■ **Exercise brief**: Please read the article on blood screened for AIDS below and name the two months in which the donor gave blood that tested free of antibodies to the virus.

■ **Text for analysis**:
Blood Screened for AIDS Infects Two Men
WASHINGTON — The first case of AIDS-contaminated blood slipping past a routine and widely used screening test was reported Thursday when government researchers announced that two men were infected while receiving transfusions of blood deemed free of the disease.
Colorado health officials were alerted last November when blood samples collected from a 31-year-old blood donor were found to contain antibodies against the AIDS virus. Blood that he had donated in April and August had been tested and found not to contain antibodies to the virus, known as HTLV-III.
Checking hospital records, officials tracked down four patients who received transfusions with blood from the man’s earlier donations and tested them for antibodies to the AIDS virus. Of the four, the two who received blood in August tested positive for the AIDS antibody, while the two who received transfusions in April were negative. None reported symptoms of the disease.
Two Homosexual Encounters
The donor told officials he had had only two homosexual encounters, one in 1974 and the other in May, 1985. The AIDS virus is sometimes transferred during homosexual encounters, and officials speculated that he became infected in the second encounter but had not produced antibodies against the virus when he donated blood in August.
Researchers have long been aware that a “window” of two weeks to six months exists between exposure to the virus for acquired immune deficiency syndrome and the development of antibodies. In addition, a small number of persons never develop the antibodies but remain active carriers of the disease.
Although health officials believe the nation’s blood supply is dramatically safer than it was before the introduction of the test for AIDS antibodies, they have acknowledged that the window has left the blood supply less than completely safe.
Married Heterosexual Infected
Of the two infected patients, one is a 60-year-old heterosexual who has been married for 30 years and denied using intravenous drugs or having extramarital affairs. Even though the other--a 57-year-old homosexual--said he has had multiple sexual partners, infection from the transfusion is “more probable,” officials said.
The cases are described in the latest Centers for Disease Control weekly report, which advises: “The current risk of transfusion-associated infection is small. Currently available screening tests detect HTLV-III/LAV antibodies in the great majority of infected persons.”
But at the same time, the report cautions that “since the antibody may not be detectable in blood from donors with very recent infections,” the safety of the blood supply requires thorough interviewing of potential donors to discourage those who are in high-risk AIDS groups--male homosexuals and intravenous drug users.

■ **Provided records**:
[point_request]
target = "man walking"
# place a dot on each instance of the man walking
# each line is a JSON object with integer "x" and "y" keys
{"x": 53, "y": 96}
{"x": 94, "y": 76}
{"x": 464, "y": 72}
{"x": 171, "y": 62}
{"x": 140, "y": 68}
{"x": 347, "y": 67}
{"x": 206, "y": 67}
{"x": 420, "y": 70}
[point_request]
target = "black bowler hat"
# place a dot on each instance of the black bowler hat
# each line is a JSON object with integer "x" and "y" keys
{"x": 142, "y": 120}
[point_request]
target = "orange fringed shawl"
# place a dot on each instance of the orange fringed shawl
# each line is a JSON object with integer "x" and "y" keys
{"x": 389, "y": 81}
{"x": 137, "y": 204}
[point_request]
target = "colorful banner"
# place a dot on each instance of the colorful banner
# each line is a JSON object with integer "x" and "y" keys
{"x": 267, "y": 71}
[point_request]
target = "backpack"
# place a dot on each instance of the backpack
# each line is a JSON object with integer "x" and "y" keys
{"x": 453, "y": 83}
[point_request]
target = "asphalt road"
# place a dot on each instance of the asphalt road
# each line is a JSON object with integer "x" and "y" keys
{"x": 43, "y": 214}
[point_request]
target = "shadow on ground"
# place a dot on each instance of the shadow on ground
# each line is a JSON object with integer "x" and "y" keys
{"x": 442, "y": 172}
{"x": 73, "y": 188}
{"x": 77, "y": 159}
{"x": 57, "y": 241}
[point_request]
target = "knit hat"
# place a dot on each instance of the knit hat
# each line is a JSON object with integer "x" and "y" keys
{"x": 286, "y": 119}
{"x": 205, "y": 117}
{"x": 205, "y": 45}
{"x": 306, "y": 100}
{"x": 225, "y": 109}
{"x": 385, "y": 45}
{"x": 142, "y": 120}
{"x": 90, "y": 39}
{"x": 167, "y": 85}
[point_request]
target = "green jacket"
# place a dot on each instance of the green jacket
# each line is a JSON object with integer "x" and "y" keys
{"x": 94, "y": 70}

■ **Answer for the task**: April and August.